>>>>
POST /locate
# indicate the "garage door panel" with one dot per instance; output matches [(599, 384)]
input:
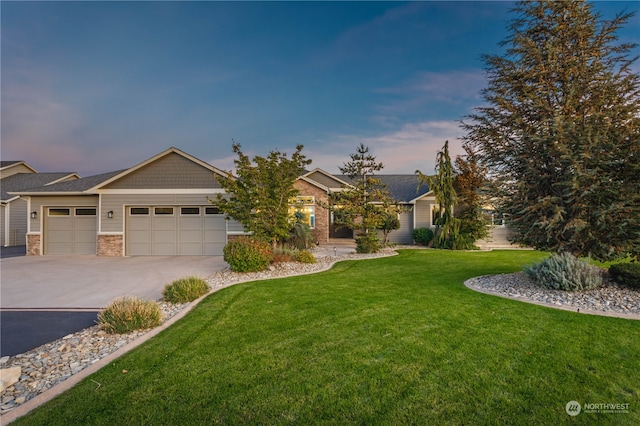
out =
[(186, 232), (70, 234)]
<<<<
▶ _Directive_
Retype the material above line for line, keeping every character as it is. Leave the picture out of your copy.

▶ _Output of the task_
POST /locate
# indicate the "garage door panel" with one dot per instance; output matches [(599, 384)]
input:
out =
[(186, 232), (70, 234)]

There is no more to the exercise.